* [QUOTED TEXT]:
* begin *

It’s also important to note that I arrived in Ireland before Eircode were a thing — so I have seen first hand the slight mess of trying to provide an Irish address to systems that believe falsehoods and expect a postcode to exist for any address. I personally got bitten by this twice: the first time, when I transferred my domains from OVH with my Italian address to Gandi with my Irish address (between Gandi’s and eurID’s systems there was some incompatibility on how they expected to provide an address for Ireland in particular, at that point the only EU country without a compatible postcode system), and the second time with TransferWise (now Wise), once they introduced their “borderless accounts”, and force-verified all addresses… forgetting that not every address has a postcode — after unblocking my account they admitted it was “a specific problem affecting Irish addresses” — they laughed, and admitted that was the problem, when I pointed out that Ireland is not the only country without postcodes.
Which means Eircode was a significant improvement for Irish residents when dealing with international systems that have been struggling with accepting a country that in the 21st century still lacked postcodes. Though when it was rolled in, I remember a lot of complains from locals: some of it was general change resistance, some of it a bit more complicated, particularly for Dublin. Dublin already had postal towns identifiers, numbered from 1 onwards, with odd numbers North of the Liffey, and even numbers on that South side, with Dublin 4 being where Silicon Docks used to be located — these were mostly replaced with Eircodes using a similar format (D04 xxx for Dublin 4 addresses), but some houses found themselves being issued an Eircode with a higher number than they expected, which turned out to affect property prices. I’m not going to try to understand or justify this whole topic because I have some rarely shared opinions about property prices.
Now though, trying to explain that Eircode and the British postcodes take different trade-offs, appeared to just summon defenders of the Eircode system, which I find both surprising and disappointing. So let me try to discuss some of the differences in tradeoffs.
Eircode are very specifically about delivering. This might sound obvious but people don’t always seem to get what this means, as seen by the amount of people who seem to think that there is a single Eircode per building — indeed, there isn’t. There is a single Eircode per deliverable address, as explained on the Eircode website. Multiple buildings within a single campus do not get their own Eircode, if all of the mail and deliveries go through the same loading dock. Similarly, if a house is converted to individual flats, but they do not get separate mailboxes (which was fairly common in Dublin South), there is a single Eircode for all of those flats. On the other hand, if a purpose built apartment building has individual mailbox for each flat, each one of them gets their own independent Eircode.

* end *

* [REQUIRED TASK 1]: In the Eircode passage, which numbers did Dublin's postal identifiers use for areas north of the Liffey?
* [REQUIRED TASK 2]: For each statement, decide whether the Eircode passage agrees with it, and quote the words that decide it. (a) Each building on a single campus gets its own Eircode even when all deliveries go through one loading dock. (b) Dublin's old postal identifiers were mostly replaced by Eircodes in a similar format. (c) The writer arrived in Ireland after Eircode had been introduced.
* [REQUIRED TASK 3]: Reproduce the part of the Eircode passage starting at "Now though, trying" and ending at "differences in tradeoffs.".

* [GIVEN RECORDS]:
* begin *

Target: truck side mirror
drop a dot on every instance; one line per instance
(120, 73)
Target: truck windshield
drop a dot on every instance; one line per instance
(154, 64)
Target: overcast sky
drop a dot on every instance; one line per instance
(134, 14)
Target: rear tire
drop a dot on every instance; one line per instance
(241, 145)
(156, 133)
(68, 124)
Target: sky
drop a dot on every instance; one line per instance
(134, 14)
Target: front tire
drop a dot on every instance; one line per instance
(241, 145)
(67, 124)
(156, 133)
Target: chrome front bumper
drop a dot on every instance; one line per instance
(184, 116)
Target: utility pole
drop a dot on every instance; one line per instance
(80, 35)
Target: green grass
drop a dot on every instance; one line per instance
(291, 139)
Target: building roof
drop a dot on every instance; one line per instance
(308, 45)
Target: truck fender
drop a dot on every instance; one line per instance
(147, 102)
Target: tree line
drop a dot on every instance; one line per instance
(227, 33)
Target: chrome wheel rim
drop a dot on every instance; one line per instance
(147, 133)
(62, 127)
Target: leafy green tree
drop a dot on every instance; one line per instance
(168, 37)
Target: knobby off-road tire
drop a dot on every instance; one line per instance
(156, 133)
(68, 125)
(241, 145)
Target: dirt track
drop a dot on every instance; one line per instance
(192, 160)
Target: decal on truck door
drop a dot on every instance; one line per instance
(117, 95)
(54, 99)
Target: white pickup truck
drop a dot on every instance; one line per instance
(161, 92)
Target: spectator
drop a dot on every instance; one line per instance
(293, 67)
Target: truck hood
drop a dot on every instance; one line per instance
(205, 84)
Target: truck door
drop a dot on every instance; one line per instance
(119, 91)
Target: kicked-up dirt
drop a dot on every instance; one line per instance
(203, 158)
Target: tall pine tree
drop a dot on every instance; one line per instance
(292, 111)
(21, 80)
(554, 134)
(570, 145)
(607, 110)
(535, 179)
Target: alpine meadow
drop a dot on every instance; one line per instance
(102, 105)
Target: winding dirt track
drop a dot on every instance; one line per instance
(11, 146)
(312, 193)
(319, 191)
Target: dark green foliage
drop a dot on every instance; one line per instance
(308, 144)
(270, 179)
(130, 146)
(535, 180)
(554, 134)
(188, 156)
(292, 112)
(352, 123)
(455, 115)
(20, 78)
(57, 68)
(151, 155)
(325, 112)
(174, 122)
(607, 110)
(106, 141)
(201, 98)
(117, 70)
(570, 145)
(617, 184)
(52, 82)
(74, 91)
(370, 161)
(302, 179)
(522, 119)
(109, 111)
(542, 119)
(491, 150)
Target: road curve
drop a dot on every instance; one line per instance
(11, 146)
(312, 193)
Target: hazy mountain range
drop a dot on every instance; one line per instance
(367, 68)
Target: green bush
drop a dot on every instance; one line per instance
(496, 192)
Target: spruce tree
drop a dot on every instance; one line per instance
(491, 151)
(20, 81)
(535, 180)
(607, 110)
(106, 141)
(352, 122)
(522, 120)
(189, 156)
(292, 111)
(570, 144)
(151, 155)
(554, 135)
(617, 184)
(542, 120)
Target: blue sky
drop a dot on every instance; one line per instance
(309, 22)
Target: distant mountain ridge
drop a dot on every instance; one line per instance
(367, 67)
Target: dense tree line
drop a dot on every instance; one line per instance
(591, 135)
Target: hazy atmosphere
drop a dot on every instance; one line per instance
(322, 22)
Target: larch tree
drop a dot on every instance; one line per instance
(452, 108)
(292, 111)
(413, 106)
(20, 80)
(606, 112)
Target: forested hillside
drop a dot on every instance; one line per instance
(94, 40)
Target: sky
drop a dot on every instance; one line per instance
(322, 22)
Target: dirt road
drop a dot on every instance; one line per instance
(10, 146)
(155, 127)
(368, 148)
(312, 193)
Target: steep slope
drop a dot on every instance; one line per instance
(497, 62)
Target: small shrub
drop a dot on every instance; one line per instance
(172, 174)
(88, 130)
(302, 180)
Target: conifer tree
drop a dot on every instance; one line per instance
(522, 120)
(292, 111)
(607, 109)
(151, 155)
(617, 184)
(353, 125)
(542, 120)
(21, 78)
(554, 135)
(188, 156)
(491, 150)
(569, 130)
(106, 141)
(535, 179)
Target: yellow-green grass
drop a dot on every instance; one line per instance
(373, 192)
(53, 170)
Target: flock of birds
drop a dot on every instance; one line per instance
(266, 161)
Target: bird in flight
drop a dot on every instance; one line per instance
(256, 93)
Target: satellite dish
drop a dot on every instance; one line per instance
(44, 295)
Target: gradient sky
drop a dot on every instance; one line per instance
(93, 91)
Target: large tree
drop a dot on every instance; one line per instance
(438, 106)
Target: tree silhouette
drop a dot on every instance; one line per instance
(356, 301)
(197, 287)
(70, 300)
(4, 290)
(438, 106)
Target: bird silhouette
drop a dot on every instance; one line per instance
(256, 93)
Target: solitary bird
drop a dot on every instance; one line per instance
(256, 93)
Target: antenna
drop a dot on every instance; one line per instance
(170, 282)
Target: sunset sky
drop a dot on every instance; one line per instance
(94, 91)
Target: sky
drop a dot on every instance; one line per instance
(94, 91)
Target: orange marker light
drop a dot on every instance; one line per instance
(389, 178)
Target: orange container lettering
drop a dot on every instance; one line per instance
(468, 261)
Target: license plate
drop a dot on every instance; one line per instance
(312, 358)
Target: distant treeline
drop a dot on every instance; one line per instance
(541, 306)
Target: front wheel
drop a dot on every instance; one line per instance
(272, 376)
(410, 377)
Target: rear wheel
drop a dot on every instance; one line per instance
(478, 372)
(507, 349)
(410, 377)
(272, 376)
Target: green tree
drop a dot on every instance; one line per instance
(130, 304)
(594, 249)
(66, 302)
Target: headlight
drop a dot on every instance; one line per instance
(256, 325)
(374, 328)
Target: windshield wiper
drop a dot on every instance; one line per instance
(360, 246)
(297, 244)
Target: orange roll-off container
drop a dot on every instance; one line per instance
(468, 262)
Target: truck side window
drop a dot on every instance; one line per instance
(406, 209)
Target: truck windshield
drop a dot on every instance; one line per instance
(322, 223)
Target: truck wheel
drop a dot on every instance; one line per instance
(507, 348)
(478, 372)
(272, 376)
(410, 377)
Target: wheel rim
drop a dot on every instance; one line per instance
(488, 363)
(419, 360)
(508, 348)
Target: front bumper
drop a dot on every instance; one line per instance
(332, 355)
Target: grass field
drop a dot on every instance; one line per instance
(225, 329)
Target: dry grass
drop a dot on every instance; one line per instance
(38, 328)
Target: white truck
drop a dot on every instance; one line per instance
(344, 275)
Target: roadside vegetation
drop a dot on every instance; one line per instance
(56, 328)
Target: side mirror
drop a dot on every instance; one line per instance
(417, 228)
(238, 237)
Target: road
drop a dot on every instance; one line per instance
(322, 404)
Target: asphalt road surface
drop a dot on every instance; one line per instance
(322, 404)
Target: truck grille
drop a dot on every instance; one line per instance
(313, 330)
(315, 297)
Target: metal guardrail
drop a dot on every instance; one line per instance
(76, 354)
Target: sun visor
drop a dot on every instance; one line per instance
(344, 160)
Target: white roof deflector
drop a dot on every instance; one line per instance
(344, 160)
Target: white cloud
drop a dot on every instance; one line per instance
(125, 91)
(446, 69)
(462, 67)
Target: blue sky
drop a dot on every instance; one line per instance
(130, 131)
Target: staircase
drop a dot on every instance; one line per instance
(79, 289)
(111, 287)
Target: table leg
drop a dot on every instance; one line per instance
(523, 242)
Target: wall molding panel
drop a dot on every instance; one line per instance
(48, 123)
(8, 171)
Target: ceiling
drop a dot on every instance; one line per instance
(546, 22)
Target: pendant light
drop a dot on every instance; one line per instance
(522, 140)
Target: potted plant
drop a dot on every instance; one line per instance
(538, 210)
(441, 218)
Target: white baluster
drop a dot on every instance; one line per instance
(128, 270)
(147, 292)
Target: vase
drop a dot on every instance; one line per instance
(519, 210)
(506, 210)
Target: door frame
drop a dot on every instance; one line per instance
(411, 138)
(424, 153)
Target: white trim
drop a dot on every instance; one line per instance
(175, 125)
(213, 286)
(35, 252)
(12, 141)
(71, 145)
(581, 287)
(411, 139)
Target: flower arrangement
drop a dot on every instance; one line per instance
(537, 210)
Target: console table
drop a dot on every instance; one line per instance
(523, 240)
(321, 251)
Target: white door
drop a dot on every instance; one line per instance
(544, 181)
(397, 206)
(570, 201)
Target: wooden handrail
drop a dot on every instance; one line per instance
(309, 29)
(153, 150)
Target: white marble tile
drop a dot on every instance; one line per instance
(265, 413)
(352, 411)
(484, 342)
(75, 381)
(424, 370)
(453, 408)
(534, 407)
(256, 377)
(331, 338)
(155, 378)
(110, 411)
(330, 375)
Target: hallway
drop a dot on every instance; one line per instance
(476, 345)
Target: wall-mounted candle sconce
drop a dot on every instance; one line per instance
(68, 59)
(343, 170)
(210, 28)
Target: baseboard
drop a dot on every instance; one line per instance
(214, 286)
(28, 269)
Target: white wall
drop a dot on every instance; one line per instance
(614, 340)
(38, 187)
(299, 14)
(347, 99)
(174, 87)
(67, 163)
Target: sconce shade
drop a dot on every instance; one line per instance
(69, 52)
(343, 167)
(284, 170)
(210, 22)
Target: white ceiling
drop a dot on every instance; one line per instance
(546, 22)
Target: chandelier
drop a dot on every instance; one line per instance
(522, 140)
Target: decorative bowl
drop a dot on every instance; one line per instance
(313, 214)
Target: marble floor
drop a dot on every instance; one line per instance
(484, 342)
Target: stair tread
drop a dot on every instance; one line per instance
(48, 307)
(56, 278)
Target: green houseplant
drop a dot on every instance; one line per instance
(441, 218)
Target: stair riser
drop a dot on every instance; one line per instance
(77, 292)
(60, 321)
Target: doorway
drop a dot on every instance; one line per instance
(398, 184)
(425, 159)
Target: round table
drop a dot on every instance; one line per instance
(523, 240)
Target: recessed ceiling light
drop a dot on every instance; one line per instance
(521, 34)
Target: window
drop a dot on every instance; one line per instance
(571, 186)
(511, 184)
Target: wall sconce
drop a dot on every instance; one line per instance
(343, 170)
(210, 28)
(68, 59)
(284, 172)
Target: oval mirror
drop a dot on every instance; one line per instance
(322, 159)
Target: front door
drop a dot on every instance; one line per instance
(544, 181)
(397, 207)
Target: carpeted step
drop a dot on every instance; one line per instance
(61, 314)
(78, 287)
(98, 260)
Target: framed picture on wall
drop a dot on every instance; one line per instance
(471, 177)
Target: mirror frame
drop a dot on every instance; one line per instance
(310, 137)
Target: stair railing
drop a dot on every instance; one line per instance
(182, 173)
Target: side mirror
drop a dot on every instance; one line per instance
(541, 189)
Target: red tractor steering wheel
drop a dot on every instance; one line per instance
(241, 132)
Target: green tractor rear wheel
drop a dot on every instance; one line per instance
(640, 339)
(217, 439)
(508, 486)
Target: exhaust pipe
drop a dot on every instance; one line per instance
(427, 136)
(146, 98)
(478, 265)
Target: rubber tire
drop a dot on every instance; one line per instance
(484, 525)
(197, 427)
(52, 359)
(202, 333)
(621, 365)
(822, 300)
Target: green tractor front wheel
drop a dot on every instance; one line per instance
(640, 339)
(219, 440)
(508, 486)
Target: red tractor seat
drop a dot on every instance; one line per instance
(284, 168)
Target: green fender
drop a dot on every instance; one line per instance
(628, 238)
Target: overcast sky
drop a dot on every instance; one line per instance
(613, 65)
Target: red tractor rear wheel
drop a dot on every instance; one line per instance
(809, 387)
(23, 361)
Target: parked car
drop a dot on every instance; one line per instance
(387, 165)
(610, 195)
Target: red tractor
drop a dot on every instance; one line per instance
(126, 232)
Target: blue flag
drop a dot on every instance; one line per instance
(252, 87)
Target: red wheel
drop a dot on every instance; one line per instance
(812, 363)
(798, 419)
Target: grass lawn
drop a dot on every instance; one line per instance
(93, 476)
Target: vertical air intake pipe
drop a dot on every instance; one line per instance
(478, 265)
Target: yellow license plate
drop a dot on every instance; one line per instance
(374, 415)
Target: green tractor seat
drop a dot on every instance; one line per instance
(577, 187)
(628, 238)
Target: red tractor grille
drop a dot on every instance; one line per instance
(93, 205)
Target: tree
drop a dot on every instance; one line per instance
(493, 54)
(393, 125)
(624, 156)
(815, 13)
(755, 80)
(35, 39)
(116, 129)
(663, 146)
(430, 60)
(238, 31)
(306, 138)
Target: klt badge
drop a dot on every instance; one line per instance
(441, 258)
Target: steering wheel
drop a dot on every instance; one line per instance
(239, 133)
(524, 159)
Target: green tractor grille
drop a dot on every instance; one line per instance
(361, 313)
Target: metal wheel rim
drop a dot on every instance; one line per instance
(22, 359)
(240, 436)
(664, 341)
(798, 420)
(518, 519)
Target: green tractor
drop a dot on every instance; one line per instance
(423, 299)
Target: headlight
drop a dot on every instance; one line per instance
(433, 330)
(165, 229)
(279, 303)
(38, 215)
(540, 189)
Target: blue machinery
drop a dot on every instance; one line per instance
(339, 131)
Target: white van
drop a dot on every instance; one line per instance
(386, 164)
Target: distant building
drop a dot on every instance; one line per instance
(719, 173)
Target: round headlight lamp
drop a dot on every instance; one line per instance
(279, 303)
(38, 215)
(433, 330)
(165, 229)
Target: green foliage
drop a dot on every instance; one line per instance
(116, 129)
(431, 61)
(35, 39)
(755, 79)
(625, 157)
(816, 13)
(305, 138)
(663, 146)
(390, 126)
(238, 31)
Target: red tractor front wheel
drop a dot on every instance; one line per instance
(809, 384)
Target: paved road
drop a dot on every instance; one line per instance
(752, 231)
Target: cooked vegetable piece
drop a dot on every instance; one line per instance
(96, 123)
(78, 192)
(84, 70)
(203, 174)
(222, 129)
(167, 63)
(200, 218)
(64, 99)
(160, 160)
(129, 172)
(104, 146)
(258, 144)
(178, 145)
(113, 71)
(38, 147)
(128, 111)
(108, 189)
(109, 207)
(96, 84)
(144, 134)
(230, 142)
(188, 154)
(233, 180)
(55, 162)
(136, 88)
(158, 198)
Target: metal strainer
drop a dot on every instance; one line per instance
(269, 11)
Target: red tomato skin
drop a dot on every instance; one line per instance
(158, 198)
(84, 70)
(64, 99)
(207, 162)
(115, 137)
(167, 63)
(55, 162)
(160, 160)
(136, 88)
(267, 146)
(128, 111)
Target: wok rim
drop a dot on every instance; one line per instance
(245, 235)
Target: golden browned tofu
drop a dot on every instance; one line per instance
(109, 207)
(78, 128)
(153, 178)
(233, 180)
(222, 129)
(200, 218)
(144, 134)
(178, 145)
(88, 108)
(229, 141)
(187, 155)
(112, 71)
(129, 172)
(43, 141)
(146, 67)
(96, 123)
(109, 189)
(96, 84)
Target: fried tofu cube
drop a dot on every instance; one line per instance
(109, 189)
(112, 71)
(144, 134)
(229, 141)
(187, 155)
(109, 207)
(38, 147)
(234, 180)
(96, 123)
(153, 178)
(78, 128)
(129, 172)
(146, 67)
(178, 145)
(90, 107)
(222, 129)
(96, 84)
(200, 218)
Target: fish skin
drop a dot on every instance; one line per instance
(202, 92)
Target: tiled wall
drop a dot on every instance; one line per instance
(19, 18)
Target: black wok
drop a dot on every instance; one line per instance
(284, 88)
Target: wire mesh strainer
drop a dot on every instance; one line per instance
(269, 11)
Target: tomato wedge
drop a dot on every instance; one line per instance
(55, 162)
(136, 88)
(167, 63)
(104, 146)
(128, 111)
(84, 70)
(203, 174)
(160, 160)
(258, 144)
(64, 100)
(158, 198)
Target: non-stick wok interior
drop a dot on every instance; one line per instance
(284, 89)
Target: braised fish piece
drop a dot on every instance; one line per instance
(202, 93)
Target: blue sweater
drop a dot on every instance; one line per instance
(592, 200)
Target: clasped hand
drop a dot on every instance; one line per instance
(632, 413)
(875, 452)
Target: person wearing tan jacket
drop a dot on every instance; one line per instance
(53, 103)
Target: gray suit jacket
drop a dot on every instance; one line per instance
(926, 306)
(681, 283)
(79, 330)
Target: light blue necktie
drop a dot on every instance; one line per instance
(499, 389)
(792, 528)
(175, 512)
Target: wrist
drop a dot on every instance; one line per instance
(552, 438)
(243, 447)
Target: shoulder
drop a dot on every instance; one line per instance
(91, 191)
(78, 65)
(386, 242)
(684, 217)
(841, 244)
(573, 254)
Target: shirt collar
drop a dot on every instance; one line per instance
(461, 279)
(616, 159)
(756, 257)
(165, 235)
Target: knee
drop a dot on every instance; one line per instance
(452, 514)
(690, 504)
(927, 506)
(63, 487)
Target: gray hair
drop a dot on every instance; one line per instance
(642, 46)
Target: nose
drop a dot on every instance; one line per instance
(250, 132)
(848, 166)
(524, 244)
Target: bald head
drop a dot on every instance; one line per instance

* end *

* [EXERCISE RESPONSE 1]: Odd numbers.

* [EXERCISE RESPONSE 2]:
(a) No: "Multiple buildings within a single campus do not get their own Eircode, if all of the mail and deliveries go through the same loading dock."
(b) Yes: "these were mostly replaced with Eircodes using a similar format (D04 xxx for Dublin 4 addresses)"
(c) No: "I arrived in Ireland before Eircode were a thing"

* [EXERCISE RESPONSE 3]:
Now though, trying to explain that Eircode and the British postcodes take different trade-offs, appeared to just summon defenders of the Eircode system, which I find both surprising and disappointing. So let me try to discuss some of the differences in tradeoffs.